Exercise details — Which lines in the entries below contain the string "building"? Show each of them in full.

Source information —
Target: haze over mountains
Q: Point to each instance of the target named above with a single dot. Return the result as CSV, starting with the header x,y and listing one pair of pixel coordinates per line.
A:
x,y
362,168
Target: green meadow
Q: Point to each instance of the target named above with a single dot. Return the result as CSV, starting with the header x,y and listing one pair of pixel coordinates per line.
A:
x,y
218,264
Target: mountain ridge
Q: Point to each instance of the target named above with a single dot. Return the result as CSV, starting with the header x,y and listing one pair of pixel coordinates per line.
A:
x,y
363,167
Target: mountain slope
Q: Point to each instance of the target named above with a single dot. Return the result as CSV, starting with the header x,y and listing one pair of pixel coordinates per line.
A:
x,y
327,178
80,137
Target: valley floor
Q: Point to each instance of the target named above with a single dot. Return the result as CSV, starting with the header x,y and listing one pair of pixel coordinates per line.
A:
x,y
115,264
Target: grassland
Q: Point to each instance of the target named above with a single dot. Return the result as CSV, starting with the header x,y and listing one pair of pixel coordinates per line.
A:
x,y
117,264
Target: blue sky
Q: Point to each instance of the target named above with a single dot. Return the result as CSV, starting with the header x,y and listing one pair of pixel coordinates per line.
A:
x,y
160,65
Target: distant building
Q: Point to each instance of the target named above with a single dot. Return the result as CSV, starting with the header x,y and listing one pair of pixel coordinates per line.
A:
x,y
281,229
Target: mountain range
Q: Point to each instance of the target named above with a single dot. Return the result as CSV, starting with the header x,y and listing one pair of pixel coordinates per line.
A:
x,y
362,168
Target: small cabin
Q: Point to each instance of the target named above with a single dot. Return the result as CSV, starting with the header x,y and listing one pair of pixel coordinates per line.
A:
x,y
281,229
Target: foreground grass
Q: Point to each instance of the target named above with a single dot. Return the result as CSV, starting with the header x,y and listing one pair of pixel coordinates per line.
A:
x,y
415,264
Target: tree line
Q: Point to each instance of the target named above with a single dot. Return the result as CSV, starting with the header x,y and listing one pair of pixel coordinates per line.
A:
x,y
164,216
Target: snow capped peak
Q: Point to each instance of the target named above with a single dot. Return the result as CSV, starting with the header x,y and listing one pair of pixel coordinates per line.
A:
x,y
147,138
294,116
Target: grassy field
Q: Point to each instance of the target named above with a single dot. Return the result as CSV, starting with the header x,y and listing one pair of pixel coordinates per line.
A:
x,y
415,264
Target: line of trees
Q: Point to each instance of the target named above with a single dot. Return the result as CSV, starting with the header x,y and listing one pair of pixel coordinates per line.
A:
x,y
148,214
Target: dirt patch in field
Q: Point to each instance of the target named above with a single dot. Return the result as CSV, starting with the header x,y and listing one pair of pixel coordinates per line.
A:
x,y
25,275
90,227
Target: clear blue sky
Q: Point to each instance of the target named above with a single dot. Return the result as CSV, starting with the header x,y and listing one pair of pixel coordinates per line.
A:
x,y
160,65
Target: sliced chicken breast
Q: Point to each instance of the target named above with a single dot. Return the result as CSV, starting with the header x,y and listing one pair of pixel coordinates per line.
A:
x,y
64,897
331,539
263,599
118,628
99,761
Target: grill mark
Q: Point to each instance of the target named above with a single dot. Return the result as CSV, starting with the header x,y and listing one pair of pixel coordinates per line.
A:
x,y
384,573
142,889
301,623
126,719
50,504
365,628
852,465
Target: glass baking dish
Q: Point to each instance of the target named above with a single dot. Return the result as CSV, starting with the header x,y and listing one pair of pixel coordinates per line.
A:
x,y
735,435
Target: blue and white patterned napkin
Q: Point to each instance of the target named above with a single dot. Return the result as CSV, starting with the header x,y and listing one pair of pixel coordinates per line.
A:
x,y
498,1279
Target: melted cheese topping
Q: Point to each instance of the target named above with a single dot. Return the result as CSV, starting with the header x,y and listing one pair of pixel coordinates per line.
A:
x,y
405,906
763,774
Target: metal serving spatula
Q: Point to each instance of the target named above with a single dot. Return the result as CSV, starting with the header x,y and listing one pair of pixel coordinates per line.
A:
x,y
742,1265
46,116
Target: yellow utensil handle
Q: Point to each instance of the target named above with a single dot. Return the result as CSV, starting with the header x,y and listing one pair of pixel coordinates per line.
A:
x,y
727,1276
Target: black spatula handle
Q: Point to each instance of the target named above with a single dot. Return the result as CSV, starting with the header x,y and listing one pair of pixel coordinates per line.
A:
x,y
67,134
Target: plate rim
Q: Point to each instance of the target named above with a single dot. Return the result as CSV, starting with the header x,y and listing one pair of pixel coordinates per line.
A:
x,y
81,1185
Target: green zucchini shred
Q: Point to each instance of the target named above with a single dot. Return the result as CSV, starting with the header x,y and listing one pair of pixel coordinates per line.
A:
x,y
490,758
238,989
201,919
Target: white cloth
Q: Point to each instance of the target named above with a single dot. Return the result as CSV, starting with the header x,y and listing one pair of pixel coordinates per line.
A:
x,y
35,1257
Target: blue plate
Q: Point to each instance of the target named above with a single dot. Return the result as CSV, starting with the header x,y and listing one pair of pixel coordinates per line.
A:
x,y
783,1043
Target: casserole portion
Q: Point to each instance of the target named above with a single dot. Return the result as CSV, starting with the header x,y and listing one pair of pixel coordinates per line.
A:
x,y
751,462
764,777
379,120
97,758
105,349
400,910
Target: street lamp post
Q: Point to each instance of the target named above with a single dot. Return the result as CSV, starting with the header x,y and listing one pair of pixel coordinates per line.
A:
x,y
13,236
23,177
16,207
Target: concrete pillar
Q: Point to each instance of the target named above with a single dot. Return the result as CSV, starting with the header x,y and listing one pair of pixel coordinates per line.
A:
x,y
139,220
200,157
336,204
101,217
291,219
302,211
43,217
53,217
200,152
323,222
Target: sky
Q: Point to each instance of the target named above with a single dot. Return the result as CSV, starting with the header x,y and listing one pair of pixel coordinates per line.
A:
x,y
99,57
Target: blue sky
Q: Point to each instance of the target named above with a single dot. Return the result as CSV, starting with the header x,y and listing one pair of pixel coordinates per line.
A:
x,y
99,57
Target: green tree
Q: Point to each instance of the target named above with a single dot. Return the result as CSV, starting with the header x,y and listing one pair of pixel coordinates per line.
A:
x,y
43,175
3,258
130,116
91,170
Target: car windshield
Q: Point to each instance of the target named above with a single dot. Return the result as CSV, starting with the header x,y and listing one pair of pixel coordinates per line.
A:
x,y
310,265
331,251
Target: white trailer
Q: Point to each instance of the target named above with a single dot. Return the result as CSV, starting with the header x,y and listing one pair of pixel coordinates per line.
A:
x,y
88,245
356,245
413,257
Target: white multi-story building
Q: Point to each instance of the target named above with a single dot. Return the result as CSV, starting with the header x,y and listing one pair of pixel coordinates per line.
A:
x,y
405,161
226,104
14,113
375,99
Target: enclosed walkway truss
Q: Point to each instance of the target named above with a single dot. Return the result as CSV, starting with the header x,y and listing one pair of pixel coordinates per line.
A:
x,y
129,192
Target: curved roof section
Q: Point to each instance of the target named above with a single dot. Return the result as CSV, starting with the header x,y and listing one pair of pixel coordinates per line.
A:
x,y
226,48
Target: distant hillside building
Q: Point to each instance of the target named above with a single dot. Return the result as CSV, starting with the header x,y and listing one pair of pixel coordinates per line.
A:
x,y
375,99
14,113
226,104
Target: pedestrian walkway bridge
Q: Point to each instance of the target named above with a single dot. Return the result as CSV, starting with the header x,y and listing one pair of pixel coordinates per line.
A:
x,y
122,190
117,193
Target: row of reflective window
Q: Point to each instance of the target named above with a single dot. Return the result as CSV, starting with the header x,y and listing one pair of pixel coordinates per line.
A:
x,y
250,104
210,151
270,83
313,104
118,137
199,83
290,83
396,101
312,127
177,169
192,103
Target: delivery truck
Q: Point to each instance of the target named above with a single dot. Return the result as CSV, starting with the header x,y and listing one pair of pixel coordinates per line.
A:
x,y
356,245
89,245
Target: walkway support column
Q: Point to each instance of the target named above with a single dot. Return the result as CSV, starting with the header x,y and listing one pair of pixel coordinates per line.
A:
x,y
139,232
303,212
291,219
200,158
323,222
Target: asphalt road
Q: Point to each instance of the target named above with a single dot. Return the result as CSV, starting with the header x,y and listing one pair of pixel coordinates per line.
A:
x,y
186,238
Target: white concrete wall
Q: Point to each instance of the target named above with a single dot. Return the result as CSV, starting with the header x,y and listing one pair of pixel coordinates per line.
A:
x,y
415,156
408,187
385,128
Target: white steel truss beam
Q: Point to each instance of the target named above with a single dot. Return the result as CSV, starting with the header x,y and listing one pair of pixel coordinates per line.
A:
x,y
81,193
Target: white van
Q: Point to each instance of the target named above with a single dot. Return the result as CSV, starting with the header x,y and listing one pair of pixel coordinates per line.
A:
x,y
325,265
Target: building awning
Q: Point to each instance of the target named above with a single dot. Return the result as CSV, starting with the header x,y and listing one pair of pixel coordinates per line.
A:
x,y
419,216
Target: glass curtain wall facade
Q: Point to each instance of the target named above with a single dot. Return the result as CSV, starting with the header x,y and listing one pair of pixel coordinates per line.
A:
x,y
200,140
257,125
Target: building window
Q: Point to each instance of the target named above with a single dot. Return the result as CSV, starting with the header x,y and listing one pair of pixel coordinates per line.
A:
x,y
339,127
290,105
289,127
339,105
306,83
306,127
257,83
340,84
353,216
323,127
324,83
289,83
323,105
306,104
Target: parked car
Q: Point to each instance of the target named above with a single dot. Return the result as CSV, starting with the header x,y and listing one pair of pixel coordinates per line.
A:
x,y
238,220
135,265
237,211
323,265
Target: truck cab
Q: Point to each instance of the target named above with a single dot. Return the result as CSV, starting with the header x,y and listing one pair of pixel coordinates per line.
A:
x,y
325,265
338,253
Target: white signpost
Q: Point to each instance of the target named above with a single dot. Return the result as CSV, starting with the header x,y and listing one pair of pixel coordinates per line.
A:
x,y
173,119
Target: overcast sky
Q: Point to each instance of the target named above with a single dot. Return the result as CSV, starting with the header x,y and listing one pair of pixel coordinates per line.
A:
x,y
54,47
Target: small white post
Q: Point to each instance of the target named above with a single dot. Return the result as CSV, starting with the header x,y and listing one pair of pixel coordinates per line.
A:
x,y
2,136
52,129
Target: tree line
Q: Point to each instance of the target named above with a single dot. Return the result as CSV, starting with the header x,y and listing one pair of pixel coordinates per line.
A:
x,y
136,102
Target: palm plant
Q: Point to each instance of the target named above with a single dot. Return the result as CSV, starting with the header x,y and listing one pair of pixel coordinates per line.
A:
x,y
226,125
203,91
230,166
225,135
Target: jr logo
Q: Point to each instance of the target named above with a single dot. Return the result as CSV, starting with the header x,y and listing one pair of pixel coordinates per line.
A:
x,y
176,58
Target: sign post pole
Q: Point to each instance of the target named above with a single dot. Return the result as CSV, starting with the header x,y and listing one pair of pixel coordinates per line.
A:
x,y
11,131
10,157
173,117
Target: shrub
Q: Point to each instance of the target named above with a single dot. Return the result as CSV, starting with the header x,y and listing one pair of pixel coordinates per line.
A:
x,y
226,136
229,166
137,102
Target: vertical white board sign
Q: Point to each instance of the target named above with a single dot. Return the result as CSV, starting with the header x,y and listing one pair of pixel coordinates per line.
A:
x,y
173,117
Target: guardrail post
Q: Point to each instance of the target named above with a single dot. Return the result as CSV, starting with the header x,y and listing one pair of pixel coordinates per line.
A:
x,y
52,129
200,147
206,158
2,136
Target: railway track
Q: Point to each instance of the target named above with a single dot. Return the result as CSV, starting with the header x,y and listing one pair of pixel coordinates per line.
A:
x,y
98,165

Answer below —
Target: distant building
Target: white multi-story building
Target: distant hillside building
Target: building awning
Target: building window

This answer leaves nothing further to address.